→ **Input material**:

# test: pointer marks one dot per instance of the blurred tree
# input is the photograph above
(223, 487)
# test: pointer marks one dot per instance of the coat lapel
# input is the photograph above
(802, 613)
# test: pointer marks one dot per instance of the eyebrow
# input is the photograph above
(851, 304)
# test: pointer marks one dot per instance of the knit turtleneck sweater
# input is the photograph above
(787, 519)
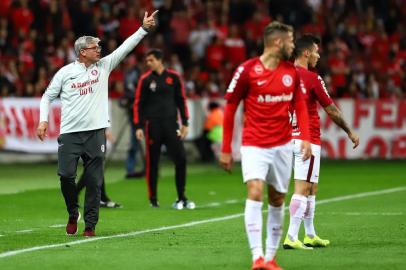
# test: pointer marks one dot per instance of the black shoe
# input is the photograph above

→ **Request**: Output the lines of the data above as a JSON list of strings, one string per line, with blank lines omitted and the pictures left out.

→ **The output**:
[
  "# test: pointer marks one dot per instance of the blurred tree",
  "# input is the photograph above",
  "(223, 487)",
  "# test: pointer marks one dot per instance of the coat lapel",
  "# input is the photograph above",
  "(802, 613)",
  "# test: pointer marks one dot per instance of the eyebrow",
  "# input is the photograph above",
  "(851, 304)",
  "# test: pointer marks one dot per instance of the knit turtleneck sweater",
  "# input is the photograph above",
  "(787, 519)",
  "# test: pointer marks one dot per instance of the black shoe",
  "# input is the photograph above"
]